# Query a Fabric Data Agent from a Notebook (Preview)

This notebook shows how to call your **published Fabric Data Agent** programmatically using the OpenAI Assistants-style API.

> **Replace `PUBLISHED_URL` below** with the value you see under your agent **Settings ‚Üí Published URL**.

**What this notebook does**
- Authenticates with your Fabric workspace using your notebook identity (AAD bearer).
- Calls your **published Data Agent** via the OpenAI SDK.
- Polls with a timeout (prevents infinite loops).
- Cleans up created threads to conserve capacity.


## 1) Install dependencies (safe to re-run)

In [20]:
%pip install "openai==1.70.0"
%pip install "synapseml==1.0.5"
%pip install pandas tqdm

^C
Note: you may need to restart the kernel to use updated packages.
Note: you may need to restart the kernel to use updated packages.
Note: you may need to restart the kernel to use updated packages.
Note: you may need to restart the kernel to use updated packages.




Note: you may need to restart the kernel to use updated packages.




ERROR: pip's dependency resolver does not currently take into account all the packages that are installed. This behaviour is the source of the following dependency conflicts.
agent-framework-core 1.0.0b251028 requires aiofiles>=24.1.0, which is not installed.
agent-framework-core 1.0.0b251028 requires openai<2,>=1.99.0, but you have openai 1.70.0 which is incompatible.
mem0ai 1.0.0 requires openai>=1.90.0, but you have openai 1.70.0 which is incompatible.
semantic-kernel 1.28.1 requires pydantic!=2.10.0,!=2.10.1,!=2.10.2,!=2.10.3,<2.12,>=2.0, but you have pydantic 2.12.3 which is incompatible.


Collecting openai==1.70.0
  Using cached openai-1.70.0-py3-none-any.whl.metadata (25 kB)
Using cached openai-1.70.0-py3-none-any.whl (599 kB)
Installing collected packages: openai
  Attempting uninstall: openai
    Found existing installation: openai 1.109.1
    Uninstalling openai-1.109.1:
      Successfully uninstalled openai-1.109.1
Successfully installed openai-1.70.0


## 2) Configure the client

In [23]:
# pip install azure-identity openai==1.70.0

# ---- REQUIRED: paste your Published URL here ----
PUBLISHED_URL = "https://msitapi.fabric.microsoft.com/v1/workspaces/00ae18cb-e789-4d42-be8d-a5b47e524e22/aiskills/1e363010-6005-48da-b370-7906177a760e/aiassistant/openai"

import typing as t
import time, uuid

from azure.identity import InteractiveBrowserCredential
from openai import OpenAI
from openai._models import FinalRequestOptions
from openai._types import Omit
from openai._utils import is_given

# ---------- Dev sign-in ----------
# Opens a browser once; caches token locally
SCOPE = "https://api.fabric.microsoft.com/.default"
# If you see 401/403, swap to:
# SCOPE = "https://analysis.windows.net/powerbi/api/.default"

_cred = InteractiveBrowserCredential()


def _get_bearer() -> str:
    return _cred.get_token(SCOPE).token


class FabricOpenAI(OpenAI):
    """
    OpenAI client wrapper that:
      - Uses your Fabric Data Agent Published URL as base_url
      - Injects AAD Bearer token and correlation id
      - Pins 'api-version' as query param
    """

▸ Dataset
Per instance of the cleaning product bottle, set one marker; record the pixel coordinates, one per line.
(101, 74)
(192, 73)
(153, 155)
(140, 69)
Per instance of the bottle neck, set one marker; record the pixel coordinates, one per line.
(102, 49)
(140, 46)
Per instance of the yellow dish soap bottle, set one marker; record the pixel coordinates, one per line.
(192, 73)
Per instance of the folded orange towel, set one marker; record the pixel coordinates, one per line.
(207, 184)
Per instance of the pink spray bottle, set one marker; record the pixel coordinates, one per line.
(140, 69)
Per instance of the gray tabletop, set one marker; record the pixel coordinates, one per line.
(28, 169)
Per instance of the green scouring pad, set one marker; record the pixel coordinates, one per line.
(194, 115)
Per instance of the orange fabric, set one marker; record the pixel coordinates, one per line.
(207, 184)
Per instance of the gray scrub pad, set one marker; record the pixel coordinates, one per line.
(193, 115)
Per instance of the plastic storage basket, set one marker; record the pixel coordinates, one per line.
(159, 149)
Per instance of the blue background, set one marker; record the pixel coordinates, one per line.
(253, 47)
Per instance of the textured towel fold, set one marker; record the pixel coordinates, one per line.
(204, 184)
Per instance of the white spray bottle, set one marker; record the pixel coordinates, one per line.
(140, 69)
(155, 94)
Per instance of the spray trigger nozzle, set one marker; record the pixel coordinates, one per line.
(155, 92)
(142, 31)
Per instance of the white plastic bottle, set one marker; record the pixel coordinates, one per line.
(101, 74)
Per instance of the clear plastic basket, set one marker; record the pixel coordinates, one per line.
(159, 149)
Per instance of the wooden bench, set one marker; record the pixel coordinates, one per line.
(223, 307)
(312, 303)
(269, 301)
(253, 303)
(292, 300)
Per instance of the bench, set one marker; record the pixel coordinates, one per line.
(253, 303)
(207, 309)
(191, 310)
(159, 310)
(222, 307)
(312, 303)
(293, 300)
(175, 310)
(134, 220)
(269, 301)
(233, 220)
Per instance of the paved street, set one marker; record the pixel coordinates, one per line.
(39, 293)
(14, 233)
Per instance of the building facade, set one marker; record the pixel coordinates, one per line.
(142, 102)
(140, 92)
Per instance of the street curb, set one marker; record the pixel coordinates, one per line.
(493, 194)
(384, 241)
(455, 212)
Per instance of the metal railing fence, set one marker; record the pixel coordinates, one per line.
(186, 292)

▸ What is expected
Reproduce word for word the part of the Fabric Data Agent notebook above that begins with the words containing "This notebook shows" and ends with "(safe to re-run)".

▸ Result of the exercise
This notebook shows how to call your **published Fabric Data Agent** programmatically using the OpenAI Assistants-style API.

> **Replace `PUBLISHED_URL` below** with the value you see under your agent **Settings ‚Üí Published URL**.

**What this notebook does**
- Authenticates with your Fabric workspace using your notebook identity (AAD bearer).
- Calls your **published Data Agent** via the OpenAI SDK.
- Polls with a timeout (prevents infinite loops).
- Cleans up created threads to conserve capacity.


## 1) Install dependencies (safe to re-run)